#### EXERCISE BRIEF
Rewrite the entries below, substituting "Where do you see" for every occurrence of "Where can you spot" and changing nothing else.

#### GIVEN RECORDS

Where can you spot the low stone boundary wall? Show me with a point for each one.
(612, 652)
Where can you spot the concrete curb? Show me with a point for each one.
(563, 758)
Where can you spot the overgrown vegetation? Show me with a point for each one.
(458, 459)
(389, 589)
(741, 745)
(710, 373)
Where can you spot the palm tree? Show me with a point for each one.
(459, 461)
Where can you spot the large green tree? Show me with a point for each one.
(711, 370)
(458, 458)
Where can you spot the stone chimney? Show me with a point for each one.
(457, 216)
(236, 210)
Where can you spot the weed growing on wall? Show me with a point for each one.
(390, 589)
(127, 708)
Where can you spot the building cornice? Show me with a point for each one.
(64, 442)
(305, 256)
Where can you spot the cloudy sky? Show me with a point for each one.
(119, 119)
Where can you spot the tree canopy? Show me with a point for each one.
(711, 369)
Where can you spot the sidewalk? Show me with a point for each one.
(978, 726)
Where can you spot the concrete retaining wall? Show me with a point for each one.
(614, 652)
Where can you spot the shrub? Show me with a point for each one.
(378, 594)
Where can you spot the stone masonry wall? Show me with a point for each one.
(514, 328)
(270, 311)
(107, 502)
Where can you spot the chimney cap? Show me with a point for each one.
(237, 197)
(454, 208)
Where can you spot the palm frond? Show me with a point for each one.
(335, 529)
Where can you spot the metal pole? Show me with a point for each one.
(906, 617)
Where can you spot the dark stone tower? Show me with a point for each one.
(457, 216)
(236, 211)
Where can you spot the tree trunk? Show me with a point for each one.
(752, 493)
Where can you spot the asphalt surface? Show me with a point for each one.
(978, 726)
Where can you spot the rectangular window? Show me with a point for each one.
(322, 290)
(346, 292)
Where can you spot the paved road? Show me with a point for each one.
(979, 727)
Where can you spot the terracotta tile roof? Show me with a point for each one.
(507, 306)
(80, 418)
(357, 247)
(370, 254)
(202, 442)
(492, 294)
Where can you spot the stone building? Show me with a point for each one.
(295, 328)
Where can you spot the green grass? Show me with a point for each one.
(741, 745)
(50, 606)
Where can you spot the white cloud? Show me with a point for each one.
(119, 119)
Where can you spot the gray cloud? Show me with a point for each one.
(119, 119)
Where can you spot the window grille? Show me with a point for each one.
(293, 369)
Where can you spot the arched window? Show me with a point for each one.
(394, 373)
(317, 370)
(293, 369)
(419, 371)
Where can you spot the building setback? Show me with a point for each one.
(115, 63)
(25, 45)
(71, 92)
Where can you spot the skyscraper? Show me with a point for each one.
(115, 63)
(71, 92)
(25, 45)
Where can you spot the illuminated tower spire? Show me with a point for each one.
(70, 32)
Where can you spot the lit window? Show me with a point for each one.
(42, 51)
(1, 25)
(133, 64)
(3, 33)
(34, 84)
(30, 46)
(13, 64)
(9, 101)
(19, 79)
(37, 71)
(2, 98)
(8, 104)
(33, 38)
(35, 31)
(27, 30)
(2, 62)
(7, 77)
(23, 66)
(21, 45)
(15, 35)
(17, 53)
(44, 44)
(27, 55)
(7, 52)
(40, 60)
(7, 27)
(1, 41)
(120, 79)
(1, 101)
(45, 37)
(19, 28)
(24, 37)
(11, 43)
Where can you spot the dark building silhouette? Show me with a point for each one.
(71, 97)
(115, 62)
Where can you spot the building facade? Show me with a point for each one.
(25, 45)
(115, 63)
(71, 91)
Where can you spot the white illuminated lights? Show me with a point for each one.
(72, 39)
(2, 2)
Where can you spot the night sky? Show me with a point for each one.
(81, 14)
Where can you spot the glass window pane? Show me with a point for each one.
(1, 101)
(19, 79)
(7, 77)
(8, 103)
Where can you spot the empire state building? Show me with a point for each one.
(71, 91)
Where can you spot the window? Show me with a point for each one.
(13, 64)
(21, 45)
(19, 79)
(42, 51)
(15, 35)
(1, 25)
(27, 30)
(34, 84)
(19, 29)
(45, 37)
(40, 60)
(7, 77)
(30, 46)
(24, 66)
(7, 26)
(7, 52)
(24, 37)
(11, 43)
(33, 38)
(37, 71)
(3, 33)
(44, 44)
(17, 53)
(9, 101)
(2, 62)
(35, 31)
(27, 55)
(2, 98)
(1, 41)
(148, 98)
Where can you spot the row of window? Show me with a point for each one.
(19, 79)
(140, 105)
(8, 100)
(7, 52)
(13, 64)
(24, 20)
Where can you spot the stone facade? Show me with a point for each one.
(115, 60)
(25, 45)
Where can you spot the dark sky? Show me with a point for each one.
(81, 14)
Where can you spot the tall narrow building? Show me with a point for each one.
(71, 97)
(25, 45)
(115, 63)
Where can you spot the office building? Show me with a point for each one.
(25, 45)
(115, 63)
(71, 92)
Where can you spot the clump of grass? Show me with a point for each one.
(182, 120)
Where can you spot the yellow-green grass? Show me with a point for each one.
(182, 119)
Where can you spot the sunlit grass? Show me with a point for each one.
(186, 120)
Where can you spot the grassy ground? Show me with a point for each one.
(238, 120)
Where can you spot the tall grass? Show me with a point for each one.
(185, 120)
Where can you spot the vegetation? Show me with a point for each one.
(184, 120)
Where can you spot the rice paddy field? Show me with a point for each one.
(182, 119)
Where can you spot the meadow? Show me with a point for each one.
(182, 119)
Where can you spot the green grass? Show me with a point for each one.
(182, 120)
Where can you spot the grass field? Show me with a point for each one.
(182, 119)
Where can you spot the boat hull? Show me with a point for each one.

#### REPLY TO THE EXERCISE
Where do you see the low stone boundary wall? Show me with a point for each one.
(612, 652)
Where do you see the concrete curb? Show me with a point for each one.
(563, 758)
Where do you see the overgrown vegetation? Show me with a point for each one.
(458, 459)
(389, 589)
(741, 745)
(710, 373)
Where do you see the palm tree? Show me with a point for each one.
(459, 461)
Where do you see the large green tree? Show me with a point for each one.
(711, 370)
(458, 458)
Where do you see the stone chimney? Show me with a point for each one.
(457, 216)
(236, 210)
Where do you see the weed growing on wall? Show me with a point for each one.
(390, 589)
(127, 708)
Where do you see the building cornice? Show me with a point for each one.
(64, 442)
(305, 256)
Where do you see the cloudy sky? Show me with a point for each one.
(119, 119)
Where do you see the tree canopy? Show me with a point for each one.
(711, 369)
Where do you see the sidewalk? Show me with a point for each one.
(978, 726)
Where do you see the concrete retaining wall? Show me with a point for each one.
(614, 652)
Where do you see the shrub? Show me with a point for each one.
(378, 594)
Where do you see the stone masonry wall? Show me with a point for each one.
(514, 328)
(270, 311)
(107, 502)
Where do you see the chimney cap? Show me with a point for each one.
(237, 197)
(454, 208)
Where do you see the palm frond? Show me with a point for each one.
(335, 529)
Where do you see the metal pole? Show me with a point for each one.
(906, 617)
Where do you see the dark stone tower? Show me with a point for each one.
(457, 216)
(236, 211)
Where do you see the tree trunk? Show me with a point for each one.
(752, 493)
Where do you see the asphalt surface? Show me with a point for each one.
(978, 726)
Where do you see the rectangular window? Show me with a point for each one.
(322, 290)
(346, 292)
Where do you see the paved road? Show me with a point for each one.
(979, 727)
Where do you see the terracotta tile roof? Show me with a point for each one.
(507, 306)
(80, 418)
(357, 247)
(370, 254)
(202, 442)
(492, 294)
Where do you see the stone building? Show me with a point for each one.
(295, 328)
Where do you see the green grass? Show me with a point for each one.
(741, 745)
(50, 606)
Where do you see the white cloud? Show me with a point for each one.
(119, 119)
Where do you see the gray cloud? Show me with a point for each one.
(119, 119)
Where do you see the window grille? Show me with a point for each one.
(293, 369)
Where do you see the arched window? Show me with a point for each one.
(394, 373)
(317, 370)
(293, 369)
(419, 371)
Where do you see the building setback? Show me with a point for each one.
(115, 63)
(25, 45)
(71, 92)
Where do you see the skyscraper? Show me with a point for each one.
(115, 63)
(71, 92)
(25, 45)
Where do you see the illuminated tower spire? Show me with a point for each one.
(70, 32)
Where do you see the lit window? Show me with a point for each one.
(42, 51)
(1, 25)
(133, 64)
(3, 33)
(34, 84)
(30, 46)
(13, 64)
(9, 101)
(19, 79)
(37, 71)
(2, 98)
(8, 104)
(33, 38)
(35, 31)
(27, 30)
(2, 62)
(7, 77)
(23, 66)
(21, 45)
(15, 35)
(17, 53)
(44, 44)
(27, 55)
(7, 52)
(40, 60)
(7, 27)
(1, 41)
(120, 79)
(1, 101)
(45, 37)
(19, 28)
(24, 37)
(11, 43)
Where do you see the dark building silhouette? Show me with a point for each one.
(71, 97)
(115, 62)
Where do you see the building facade? Show me with a point for each one.
(25, 45)
(115, 63)
(71, 91)
Where do you see the white illuminated lights? Show me with a point for each one.
(72, 39)
(2, 2)
Where do you see the night sky? Show me with a point for each one.
(81, 14)
Where do you see the glass window pane? Show me with a point for each one.
(1, 101)
(19, 79)
(7, 77)
(8, 103)
Where do you see the empire state building? Show me with a point for each one.
(71, 91)
Where do you see the window? Show me with a point for each one.
(13, 64)
(21, 45)
(19, 79)
(42, 51)
(15, 35)
(1, 25)
(27, 30)
(34, 84)
(19, 29)
(45, 37)
(40, 60)
(7, 77)
(30, 46)
(24, 66)
(7, 26)
(7, 52)
(24, 37)
(11, 43)
(33, 38)
(37, 71)
(3, 33)
(44, 44)
(17, 53)
(9, 101)
(2, 62)
(35, 31)
(27, 55)
(2, 98)
(1, 41)
(148, 98)
Where do you see the row of window? Show me with a point for each one.
(19, 79)
(140, 105)
(8, 100)
(7, 52)
(13, 64)
(24, 20)
Where do you see the stone facade? Show me with a point for each one.
(115, 60)
(25, 45)
Where do you see the dark sky? Show me with a point for each one.
(81, 14)
Where do you see the tall narrow building? Show me with a point for each one.
(71, 97)
(25, 45)
(115, 63)
Where do you see the office building? Show me with a point for each one.
(25, 45)
(115, 63)
(71, 92)
Where do you see the clump of grass? Show me with a point for each one.
(182, 120)
Where do you see the yellow-green grass? Show me with a point for each one.
(182, 119)
Where do you see the sunlit grass? Show me with a point for each one.
(186, 120)
Where do you see the grassy ground? Show me with a point for each one.
(238, 120)
Where do you see the tall grass? Show me with a point for each one.
(185, 120)
Where do you see the vegetation? Show me with a point for each one.
(184, 120)
Where do you see the rice paddy field? Show me with a point for each one.
(182, 119)
Where do you see the meadow? Show me with a point for each one.
(182, 119)
Where do you see the green grass? Show me with a point for each one.
(182, 120)
Where do you see the grass field? Show me with a point for each one.
(182, 119)
Where do you see the boat hull? Show me with a point for each one.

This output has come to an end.